#### EXCERPTED TEXT:
-*-
Scanner/Multiplexers for voltage references

[branadic]

Hi folks,

multiplexing between different voltage references is neat for automated test setups.
So while some of you have already build the DIY Low Thermal EMF Switches, others owned an expensive Dataproof scanner such as Model 160, 164 or 320, I tested my Prema 2080, which can be configured for 80x common ground, 40x 2W measurement or 20x 4W measurement, for thermal emf.

Therefore, I shorted two channels on one of the D-sub50 connectors on the back, connected K2182A to its output and switched between both channels. The connector on the back was -  metrology-like - covered with a towel and a Lemo - PTFE cable - Stäubli SLS4-B connector 22.2642-* connected scanner and nanovoltmeter.

Turns out the emf measured is <<100 nV and thus good enough for measurements on voltage references in the typical 10V range, even with a 8.5-digit meter. The scanner uses G6AK-234P-ST-US 12V relay. I received the full schematics of the scanner on request at Prema, which is basically used the same way in Prema 5017 SC.

So here you have it, even though it is specified to have 1 µV typ. and 2 µV max after 1.5h warmup only, it performs much better than expected.

What is your solution?

-branadic-

[TiN]

Not bad, thanks for data.

How was TEMF measured? Was is just 2182A measure scanner output with direct cable, and select CH1 or CH2 shorted inputs? How short was made?

Perhaps more details on method, to allow reproduction by other scanners?

[Mickle T.]

Prema Type 2000 10x4W scanner have about the same 100-200 nV TEMF offset.

[branadic]

How was TEMF measured? Was is just 2182A measure scanner output with direct cable, and select CH1 or CH2 shorted inputs? How short was made?

As I said, I made a D-sub50 connecter with a short on channel 1 and 2 using copper wire and standard leaded solder, so nothing special or low thermal. The setup was warmin up overnight and the connector covered with a towel.
K2182A was read via serial interface and GNU Ocatve, while P2080 was switched manually. Prior to measurement ACAL on K2182A was performed and measurement done using Rel button, while Ch2 was active on P2080. Hope that answers your question?

Prema Type 2000 10x4W scanner have about the same 100-200 nV TEMF offset.

Ah, thanks MickleT., is that the scanner with the fancy unobtanium relay you showed some years ago in another thread?

-branadic-

[TiN]

Abovementioned Data Proof 160A results. It is version without silly connectors on the back, just pure copper single-strand cables come out to the DUT.



Data points collected with Keysight 34420A nVM on 1mV range CH1, NPLC100. nVM measure A-B HI difference, while LO is shorted with copper bar (just like photo shows)



Pretty happy with results. I might replace relay board that house CH5,CH6,CH7,CH8 relays with spare board, to rectify higher TEMF for these channels.

But even bad CH8 is still within maximum vendor spec, just a tiny bit under 35nV. 35nV error in case of 10V DC voltage measurement error would translate into 0.0035 ppm, which can be ignored for all practical reasons.
-*-
Excerpts of pointing data
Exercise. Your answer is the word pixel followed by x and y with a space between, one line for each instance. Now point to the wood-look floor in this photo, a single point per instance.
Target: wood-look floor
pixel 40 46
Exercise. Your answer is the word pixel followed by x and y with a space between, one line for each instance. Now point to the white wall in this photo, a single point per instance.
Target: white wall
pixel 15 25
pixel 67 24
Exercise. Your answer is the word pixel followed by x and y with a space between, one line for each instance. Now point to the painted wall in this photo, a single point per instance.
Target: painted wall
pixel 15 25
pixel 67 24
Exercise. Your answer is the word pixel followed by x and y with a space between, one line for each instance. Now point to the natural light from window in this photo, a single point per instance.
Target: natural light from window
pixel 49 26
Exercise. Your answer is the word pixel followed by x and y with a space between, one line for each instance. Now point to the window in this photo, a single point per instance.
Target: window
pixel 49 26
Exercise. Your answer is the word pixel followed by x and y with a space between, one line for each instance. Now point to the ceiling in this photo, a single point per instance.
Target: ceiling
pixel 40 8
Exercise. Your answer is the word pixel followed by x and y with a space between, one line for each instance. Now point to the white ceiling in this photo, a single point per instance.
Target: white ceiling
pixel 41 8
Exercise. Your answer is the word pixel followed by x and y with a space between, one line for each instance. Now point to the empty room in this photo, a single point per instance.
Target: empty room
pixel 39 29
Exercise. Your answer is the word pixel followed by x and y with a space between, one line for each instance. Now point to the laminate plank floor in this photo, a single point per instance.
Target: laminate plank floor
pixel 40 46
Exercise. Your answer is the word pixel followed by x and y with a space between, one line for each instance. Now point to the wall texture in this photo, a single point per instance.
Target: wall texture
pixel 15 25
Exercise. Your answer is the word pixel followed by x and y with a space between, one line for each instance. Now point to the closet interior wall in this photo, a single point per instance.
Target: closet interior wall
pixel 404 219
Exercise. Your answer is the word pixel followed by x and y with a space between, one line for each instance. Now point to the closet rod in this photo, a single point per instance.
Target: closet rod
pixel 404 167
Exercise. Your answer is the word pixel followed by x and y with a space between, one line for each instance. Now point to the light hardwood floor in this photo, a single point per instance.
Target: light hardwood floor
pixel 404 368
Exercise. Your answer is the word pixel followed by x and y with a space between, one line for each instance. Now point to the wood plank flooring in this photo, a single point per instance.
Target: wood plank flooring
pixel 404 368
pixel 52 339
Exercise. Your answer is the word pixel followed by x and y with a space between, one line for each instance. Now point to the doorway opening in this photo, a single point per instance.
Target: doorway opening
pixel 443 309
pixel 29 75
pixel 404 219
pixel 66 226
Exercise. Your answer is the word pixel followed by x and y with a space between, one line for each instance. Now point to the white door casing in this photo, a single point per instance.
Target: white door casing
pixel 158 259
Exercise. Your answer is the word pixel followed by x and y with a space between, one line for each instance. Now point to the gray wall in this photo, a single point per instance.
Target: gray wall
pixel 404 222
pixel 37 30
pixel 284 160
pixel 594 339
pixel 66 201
-*-
#### SET PROBLEM 1:
Name every user who posts in the thread on scanner/multiplexers for voltage references.
#### SET PROBLEM 2:
Continue the thread on scanner/multiplexers for voltage references from the point where it stops.

#### TASK RESPONSE 1:
branadic, TiN, Mickle T.

#### TASK RESPONSE 2:
Looks inside, with massive metal lid removed from isothermal box for clarity:



Latching relay card:



Rest of teardown photos are in ancient ManateeMafia's article.

[dietert1]

Your scanner has six cables in one photo and eight in the other one. What happened?
I was wondering how the cables enter into the temperature protected inner cabinet. There seem to be some centimeters of cable between outside and inside plus some kind of thermal clamp.
Could you indicate which one was the "bad" relay you want to improve, i mean the position in the inner cabinet?
As far as i understand there is something like an analog bus to collect the output signal, with card edge connectors in between. If that is correct, your < 10 nV results are wonderful.

Regards, Dieter

[Echo88]

The card edge connector is only used for the control/protection signals.
The cables used to connect the references are going directly from the outside through the insulation foam into the internal housing, soldered to the visible big vias on top of the cards.

https://doc.xdevs.com/doc/Data_proof/img/rly_top.jpg
https://www.eevblog.com/forum/metrology/teardown-data-proof-160a/

[niner_007]

I looked through and bought some research papers on the subject, and seems a lot of people had great success with motor controlled rotary switches, resulting in ultra low EMF, I don't have the papers in front of me, but it was 40nV or much less in their measurements, IIRC.

The setup was basically an Electroswitch series C4 rotary switch in a dual pole, multiple throw configuration, being rotated by a stepper motor. The setup is fairly simple, and the switch is fairly inexpensive. Something like C4D0206N-A, gives you a straight two 1:6 muxes, just perfect for reference measurements.

[branadic]

Even though the Prema2080 contributes <600 nV absolute offset from input to output it is still good enough to be used for voltage references, as the difference between two channels seems to be <100 nV. So the 40x 2W channels available on the unit configured as two channels for one reference with polarity reversal still results in 20 channels available in total and offset of the setup of <50 nV. I call that good enough, even though I have only measured channel 1 and 2 by now.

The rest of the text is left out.